— BEGIN INPUT —

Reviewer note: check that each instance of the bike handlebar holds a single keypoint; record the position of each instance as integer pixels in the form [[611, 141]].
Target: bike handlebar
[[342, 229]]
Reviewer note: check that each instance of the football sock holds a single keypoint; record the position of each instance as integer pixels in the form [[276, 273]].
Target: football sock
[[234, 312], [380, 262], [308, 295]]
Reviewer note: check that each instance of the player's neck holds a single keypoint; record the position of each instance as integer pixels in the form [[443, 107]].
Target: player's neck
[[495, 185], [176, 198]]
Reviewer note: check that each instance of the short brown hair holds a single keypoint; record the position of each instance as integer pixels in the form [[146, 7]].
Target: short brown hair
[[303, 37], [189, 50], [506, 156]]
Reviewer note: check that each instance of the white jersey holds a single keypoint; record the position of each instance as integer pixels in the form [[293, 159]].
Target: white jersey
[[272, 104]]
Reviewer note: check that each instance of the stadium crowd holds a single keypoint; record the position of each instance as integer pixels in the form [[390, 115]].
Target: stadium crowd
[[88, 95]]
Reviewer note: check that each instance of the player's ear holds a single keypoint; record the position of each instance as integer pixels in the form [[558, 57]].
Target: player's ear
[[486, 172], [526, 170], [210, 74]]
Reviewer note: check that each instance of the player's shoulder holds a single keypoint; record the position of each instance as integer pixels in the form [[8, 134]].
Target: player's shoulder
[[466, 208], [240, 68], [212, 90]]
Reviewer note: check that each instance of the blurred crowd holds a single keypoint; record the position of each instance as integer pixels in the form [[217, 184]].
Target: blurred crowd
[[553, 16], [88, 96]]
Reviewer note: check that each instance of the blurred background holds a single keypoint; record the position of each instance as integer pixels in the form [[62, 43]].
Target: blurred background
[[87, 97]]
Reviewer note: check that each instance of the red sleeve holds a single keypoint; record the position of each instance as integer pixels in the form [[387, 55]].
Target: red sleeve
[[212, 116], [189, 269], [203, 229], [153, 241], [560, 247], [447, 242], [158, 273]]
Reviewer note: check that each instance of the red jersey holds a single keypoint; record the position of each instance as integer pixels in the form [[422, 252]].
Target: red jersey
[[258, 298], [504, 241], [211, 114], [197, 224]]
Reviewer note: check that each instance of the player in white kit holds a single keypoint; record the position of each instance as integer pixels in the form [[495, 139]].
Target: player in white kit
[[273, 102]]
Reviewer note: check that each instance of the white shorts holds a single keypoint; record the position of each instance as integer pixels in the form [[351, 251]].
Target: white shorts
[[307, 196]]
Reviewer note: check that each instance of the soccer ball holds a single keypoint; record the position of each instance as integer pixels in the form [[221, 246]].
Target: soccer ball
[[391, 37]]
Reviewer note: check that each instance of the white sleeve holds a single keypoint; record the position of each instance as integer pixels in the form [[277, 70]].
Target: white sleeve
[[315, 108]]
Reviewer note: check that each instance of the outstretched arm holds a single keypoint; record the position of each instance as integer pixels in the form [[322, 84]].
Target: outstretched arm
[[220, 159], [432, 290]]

— END INPUT —
— BEGIN INPUT —

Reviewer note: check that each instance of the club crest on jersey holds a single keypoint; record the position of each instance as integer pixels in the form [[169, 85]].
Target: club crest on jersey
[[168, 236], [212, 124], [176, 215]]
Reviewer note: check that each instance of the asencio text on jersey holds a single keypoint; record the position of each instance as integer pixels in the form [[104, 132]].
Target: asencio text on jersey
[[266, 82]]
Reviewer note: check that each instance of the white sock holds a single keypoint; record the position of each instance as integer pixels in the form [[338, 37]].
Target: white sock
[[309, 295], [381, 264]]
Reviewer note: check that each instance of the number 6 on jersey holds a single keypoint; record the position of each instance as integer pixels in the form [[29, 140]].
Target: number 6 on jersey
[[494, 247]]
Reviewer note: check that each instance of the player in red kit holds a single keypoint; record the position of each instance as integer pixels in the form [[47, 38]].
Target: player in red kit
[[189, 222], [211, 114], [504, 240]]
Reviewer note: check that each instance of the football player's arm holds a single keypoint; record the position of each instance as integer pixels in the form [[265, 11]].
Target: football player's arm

— END INPUT —
— BEGIN INPUT —

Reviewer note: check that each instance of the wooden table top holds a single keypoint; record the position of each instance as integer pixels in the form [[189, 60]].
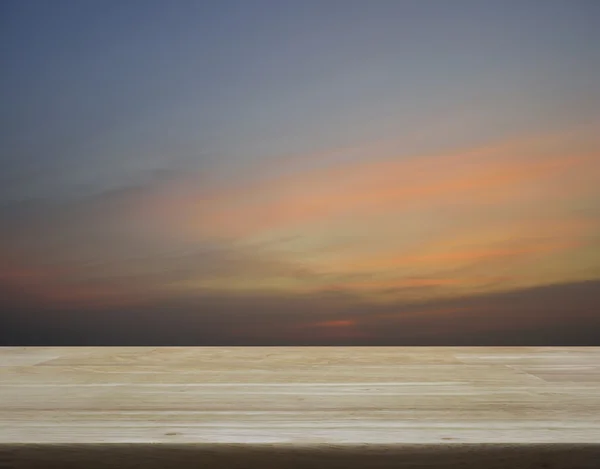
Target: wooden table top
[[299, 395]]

— END INPUT —

Find each line in the entries above that contains the word "bike" and copy those lines out in full.

OUTPUT BELOW.
Reviewer note: check that each instance of the bike handlebar holds a single keypoint; record the position of each instance as integer pixels in the form [[611, 141]].
Target: bike handlebar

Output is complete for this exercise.